*TASK TO CARRY OUT*
Retype, without alteration, each line from the line containing "Where can the red" to the final line of the records.

Location labeling records
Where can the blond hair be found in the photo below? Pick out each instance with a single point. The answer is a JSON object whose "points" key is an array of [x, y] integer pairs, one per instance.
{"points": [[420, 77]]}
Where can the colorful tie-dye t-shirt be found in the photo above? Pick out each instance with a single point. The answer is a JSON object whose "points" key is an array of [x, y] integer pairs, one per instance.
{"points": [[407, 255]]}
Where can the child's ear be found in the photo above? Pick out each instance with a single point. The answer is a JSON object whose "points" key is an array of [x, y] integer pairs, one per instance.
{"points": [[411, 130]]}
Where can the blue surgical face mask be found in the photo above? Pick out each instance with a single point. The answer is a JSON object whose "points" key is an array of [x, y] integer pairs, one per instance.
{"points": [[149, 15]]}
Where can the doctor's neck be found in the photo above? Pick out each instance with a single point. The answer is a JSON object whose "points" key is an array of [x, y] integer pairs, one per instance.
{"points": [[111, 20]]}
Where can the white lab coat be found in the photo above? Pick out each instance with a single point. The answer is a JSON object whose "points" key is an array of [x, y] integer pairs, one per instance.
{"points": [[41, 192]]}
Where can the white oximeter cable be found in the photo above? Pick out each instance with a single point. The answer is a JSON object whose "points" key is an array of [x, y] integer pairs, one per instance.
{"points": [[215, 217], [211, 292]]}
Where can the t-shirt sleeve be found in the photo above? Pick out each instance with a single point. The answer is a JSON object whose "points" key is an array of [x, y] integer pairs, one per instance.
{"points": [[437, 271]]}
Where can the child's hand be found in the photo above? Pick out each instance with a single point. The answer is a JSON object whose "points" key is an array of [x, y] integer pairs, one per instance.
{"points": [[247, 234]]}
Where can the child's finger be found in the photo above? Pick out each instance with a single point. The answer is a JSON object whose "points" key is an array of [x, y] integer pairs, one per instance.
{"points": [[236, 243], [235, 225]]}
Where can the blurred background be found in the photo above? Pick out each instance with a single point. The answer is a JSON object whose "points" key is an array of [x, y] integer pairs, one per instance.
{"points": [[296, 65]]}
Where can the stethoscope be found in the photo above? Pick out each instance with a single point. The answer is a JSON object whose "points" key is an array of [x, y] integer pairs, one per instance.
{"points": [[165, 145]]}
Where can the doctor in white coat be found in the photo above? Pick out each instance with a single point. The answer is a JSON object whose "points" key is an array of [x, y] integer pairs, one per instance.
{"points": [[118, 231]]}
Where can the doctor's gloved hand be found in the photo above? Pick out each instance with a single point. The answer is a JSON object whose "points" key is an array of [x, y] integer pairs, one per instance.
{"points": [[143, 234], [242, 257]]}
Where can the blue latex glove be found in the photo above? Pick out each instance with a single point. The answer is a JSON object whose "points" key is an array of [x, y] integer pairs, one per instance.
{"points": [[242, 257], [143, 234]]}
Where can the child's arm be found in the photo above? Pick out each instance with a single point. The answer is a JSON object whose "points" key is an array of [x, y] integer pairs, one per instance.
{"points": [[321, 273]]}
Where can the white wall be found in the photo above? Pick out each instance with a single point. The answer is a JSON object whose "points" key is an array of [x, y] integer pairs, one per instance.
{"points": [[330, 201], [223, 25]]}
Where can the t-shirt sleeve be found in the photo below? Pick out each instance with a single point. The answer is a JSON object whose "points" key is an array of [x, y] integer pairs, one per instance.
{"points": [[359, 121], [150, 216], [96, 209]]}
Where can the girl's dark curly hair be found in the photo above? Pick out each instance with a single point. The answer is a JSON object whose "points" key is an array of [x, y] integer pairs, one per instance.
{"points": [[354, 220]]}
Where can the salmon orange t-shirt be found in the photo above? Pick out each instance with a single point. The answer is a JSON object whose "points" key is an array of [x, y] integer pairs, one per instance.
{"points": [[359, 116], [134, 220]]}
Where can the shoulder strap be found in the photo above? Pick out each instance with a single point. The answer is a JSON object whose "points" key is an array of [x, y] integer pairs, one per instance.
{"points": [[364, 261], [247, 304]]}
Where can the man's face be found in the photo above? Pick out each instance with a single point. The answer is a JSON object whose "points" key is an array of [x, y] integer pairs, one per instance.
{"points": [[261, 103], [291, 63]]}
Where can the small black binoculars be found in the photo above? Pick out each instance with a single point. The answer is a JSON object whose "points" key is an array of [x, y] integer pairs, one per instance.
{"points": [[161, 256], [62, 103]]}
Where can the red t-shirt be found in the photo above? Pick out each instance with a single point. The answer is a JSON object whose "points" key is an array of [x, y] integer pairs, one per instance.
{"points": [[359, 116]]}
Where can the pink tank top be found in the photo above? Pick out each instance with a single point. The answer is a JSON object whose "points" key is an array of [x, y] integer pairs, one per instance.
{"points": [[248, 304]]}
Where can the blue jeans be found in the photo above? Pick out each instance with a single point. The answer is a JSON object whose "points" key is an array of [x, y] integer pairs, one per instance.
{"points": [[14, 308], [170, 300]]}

*ANSWER TO THIS PROBLEM*
Where can the red t-shirt be found in the photo above? Pick out each instance with a single point. The answer is a JSON object whose "points" key is an array of [x, y] integer pairs, one per instance.
{"points": [[359, 116]]}
Where can the pink tank top be found in the photo above? Pick out each instance with a single point. The answer is a JSON object whose "points" key is an array of [x, y] integer pairs, one per instance.
{"points": [[248, 304]]}
Where can the blue jeans be found in the photo above? Pick out each instance with a single point. The answer is a JSON object whose "points" key is an array of [x, y] integer pairs, one per instance.
{"points": [[14, 308], [170, 300]]}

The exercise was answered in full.